Work to complete
Rewrite the items starting at the line containing "handrail in the image shown here." and ending at the line containing "[225,158,243,172]", switching every "Annotate" to "Mark" and leaving everything else unchanged. Give back only those lines.

Data entries
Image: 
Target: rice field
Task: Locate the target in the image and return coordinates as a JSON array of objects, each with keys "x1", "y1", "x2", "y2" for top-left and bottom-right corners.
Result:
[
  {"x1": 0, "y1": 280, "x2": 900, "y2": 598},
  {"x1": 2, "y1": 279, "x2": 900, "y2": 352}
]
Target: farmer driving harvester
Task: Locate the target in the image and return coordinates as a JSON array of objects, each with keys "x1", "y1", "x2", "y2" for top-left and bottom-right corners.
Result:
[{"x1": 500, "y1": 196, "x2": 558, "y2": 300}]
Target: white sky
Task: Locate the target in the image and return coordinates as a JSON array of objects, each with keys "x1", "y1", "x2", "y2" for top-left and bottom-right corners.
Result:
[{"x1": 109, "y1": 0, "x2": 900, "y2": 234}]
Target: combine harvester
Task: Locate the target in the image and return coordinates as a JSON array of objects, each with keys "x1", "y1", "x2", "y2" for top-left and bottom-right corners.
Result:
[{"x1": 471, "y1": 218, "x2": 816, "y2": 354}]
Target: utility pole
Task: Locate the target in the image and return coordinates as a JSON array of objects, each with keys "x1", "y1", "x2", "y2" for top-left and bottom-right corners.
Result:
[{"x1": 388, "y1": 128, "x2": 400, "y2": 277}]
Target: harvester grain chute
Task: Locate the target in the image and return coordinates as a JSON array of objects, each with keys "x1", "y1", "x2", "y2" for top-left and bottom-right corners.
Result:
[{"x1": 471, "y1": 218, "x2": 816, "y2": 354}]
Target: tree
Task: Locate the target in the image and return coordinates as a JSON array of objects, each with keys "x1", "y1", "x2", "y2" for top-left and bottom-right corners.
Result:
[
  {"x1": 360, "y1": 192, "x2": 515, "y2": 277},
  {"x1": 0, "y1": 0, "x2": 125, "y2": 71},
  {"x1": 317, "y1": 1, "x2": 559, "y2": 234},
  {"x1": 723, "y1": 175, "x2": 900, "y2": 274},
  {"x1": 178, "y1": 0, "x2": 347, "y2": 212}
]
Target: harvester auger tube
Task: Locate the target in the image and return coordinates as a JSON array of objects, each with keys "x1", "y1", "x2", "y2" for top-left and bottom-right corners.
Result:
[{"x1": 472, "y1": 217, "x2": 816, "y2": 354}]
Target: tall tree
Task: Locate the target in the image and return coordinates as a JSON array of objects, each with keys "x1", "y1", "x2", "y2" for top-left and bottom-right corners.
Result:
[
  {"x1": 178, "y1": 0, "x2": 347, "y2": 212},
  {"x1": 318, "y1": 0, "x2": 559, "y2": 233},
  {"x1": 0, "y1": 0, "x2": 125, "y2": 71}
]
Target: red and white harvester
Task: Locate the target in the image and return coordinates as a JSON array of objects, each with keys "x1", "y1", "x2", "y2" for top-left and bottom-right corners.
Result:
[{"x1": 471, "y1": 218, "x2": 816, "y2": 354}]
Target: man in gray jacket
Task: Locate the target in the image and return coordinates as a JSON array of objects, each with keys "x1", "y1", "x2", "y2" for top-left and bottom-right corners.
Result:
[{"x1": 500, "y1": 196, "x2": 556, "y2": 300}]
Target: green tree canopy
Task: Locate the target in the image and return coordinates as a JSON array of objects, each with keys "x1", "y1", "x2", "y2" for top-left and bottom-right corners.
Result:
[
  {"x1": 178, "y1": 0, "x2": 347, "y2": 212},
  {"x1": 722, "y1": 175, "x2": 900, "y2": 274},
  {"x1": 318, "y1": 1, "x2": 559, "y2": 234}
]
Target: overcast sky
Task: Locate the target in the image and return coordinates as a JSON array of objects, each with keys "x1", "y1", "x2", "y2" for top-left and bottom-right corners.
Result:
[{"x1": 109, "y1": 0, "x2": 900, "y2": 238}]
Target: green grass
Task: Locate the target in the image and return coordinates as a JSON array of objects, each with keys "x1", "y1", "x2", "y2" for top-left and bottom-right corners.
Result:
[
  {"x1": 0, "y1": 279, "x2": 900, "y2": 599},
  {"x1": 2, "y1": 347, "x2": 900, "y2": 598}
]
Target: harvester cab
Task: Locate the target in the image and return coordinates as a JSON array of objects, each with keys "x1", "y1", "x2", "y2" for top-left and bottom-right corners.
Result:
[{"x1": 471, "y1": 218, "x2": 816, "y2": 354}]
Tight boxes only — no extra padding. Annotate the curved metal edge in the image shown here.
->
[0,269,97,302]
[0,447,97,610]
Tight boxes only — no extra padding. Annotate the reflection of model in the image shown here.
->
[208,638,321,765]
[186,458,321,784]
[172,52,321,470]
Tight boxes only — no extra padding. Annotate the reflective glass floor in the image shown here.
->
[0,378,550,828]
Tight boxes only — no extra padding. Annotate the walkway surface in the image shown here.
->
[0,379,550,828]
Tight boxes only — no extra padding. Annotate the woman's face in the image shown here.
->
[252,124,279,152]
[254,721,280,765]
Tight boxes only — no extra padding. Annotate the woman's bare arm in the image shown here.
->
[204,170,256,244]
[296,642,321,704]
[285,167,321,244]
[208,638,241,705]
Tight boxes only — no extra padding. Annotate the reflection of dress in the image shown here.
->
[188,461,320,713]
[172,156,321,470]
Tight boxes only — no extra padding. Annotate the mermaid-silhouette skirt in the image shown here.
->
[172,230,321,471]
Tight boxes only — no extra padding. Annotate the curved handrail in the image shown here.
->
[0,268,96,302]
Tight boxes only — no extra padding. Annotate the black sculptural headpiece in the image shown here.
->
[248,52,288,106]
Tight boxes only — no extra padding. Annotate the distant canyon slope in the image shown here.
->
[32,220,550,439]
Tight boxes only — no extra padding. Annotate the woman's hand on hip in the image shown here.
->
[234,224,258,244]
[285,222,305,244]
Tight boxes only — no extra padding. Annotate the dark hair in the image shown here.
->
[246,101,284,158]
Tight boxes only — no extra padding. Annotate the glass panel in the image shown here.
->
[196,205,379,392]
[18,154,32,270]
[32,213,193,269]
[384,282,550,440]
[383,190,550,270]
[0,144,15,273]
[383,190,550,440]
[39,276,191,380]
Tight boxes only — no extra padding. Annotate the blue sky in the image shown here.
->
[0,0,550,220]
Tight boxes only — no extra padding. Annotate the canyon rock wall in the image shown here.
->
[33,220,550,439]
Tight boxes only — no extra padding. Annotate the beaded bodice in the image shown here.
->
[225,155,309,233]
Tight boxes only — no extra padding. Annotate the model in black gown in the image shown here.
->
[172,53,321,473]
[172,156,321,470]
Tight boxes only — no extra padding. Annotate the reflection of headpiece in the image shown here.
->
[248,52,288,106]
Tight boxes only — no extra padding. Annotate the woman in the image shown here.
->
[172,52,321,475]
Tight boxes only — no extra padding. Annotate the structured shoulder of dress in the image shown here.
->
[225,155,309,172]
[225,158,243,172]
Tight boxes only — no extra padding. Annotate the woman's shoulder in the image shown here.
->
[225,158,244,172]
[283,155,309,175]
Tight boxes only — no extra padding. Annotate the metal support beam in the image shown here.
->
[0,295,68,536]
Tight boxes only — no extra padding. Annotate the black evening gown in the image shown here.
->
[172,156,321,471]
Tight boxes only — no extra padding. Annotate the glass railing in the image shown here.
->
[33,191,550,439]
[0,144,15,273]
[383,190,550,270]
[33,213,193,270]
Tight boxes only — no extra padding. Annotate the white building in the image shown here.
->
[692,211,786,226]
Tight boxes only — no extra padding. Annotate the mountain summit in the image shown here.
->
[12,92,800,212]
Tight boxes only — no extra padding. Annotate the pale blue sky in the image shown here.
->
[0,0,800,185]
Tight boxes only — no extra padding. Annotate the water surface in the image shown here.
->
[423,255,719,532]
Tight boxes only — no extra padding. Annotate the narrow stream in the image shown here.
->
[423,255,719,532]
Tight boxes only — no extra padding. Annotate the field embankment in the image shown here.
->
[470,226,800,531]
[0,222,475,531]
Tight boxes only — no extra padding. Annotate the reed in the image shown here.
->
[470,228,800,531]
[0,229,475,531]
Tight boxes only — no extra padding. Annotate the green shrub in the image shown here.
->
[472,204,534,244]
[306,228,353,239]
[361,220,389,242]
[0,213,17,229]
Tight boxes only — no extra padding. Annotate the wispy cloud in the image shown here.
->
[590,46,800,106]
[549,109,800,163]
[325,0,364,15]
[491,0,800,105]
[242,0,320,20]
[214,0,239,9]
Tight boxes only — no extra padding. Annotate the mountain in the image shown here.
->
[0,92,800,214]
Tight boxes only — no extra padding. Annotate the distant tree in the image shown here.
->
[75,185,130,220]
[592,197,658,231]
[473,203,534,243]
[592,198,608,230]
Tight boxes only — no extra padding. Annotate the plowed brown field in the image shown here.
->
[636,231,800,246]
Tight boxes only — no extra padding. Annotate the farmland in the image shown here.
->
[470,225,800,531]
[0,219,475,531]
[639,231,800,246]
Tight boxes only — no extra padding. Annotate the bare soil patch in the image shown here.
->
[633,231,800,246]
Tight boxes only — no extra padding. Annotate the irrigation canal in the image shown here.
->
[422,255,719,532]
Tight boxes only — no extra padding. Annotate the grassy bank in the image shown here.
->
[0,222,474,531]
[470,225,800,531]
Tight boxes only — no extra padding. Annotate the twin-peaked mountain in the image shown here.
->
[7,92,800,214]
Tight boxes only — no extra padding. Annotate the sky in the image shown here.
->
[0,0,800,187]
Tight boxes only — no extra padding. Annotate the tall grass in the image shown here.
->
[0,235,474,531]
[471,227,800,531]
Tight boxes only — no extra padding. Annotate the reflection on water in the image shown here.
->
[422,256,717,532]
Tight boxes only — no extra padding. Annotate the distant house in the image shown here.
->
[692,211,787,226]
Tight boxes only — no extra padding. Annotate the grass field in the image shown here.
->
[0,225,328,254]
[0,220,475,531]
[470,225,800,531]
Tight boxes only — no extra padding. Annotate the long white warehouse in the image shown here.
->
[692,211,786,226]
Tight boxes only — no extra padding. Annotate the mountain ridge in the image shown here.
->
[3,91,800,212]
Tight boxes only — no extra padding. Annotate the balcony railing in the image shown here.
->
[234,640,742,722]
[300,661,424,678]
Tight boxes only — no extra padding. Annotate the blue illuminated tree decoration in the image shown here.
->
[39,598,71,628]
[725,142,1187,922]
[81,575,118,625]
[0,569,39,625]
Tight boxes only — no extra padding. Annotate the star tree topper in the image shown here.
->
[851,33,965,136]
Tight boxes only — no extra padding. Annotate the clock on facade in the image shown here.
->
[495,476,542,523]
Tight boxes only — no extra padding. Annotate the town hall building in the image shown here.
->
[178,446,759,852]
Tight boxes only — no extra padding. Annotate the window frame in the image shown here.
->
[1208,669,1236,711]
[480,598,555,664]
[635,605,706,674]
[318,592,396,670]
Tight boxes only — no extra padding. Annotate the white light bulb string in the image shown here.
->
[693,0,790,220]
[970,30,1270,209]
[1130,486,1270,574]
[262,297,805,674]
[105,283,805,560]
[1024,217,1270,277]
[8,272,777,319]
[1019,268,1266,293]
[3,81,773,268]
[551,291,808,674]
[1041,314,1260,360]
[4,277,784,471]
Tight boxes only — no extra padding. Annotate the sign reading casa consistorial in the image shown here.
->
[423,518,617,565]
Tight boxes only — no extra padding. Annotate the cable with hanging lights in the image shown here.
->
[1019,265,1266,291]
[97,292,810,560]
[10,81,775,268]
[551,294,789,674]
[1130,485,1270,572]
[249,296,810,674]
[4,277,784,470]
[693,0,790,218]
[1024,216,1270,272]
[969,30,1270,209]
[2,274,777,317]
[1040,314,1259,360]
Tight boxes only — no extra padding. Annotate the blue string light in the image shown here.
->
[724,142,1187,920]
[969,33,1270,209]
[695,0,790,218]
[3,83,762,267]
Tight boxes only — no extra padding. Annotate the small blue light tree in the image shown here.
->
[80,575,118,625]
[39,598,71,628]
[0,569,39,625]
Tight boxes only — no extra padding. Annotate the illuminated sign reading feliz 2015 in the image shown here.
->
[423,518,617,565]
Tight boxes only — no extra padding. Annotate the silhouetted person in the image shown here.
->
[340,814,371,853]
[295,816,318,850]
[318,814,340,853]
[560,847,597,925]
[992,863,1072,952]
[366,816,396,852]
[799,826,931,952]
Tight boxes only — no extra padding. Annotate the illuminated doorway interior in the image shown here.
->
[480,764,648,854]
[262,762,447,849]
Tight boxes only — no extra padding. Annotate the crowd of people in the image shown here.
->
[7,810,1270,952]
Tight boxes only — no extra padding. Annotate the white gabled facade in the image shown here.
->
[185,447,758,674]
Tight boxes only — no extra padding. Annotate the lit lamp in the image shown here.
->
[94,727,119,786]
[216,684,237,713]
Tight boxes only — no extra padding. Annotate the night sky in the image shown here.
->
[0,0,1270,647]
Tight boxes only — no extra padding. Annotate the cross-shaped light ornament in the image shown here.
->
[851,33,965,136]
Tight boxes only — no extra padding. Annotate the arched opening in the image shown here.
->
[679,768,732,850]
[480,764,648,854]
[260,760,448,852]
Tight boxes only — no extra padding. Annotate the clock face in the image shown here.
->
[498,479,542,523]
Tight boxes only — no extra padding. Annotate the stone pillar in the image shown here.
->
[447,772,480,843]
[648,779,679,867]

Result
Tight boxes only — no extra padding. Mark the curved handrail in the image shown here.
->
[0,268,96,302]
Tight boxes only — no extra padding. Mark the black sculptural headpiece in the image shown here.
->
[248,52,288,106]
Tight boxes only — no extra padding. Mark the distant canyon slope in the image shown here.
->
[32,220,550,439]
Tight boxes only — no extra padding. Mark the woman's hand on hip in the image shown here.
->
[234,224,258,244]
[285,222,305,244]
Tight boxes only — no extra padding. Mark the dark hair in the image shown here.
->
[246,101,284,158]
Tight boxes only — no extra padding. Mark the glass panel in the image shown here.
->
[196,205,379,392]
[18,154,32,270]
[32,213,193,269]
[384,282,550,440]
[383,190,550,270]
[0,144,15,273]
[383,190,550,440]
[39,276,191,380]
Tight boxes only — no extra padding. Mark the blue sky in the image shown here.
->
[0,0,550,220]
Tight boxes only — no extra padding. Mark the canyon rock wall in the image shown here.
->
[33,220,550,439]
Tight boxes only — no extra padding. Mark the beaded bodice in the image shown here.
->
[225,155,309,233]
Tight boxes only — no extra padding. Mark the model in black gown in the image shown here.
->
[172,53,321,473]
[172,156,321,470]
Tight boxes only — no extra padding. Mark the reflection of headpiece in the image shown here.
->
[248,52,288,106]
Tight boxes only — no extra padding. Mark the woman in the image shown here.
->
[172,52,321,475]
Tight boxes only — no extra padding. Mark the structured shoulder of dress in the image shown here.
->
[225,155,309,172]
[225,158,243,172]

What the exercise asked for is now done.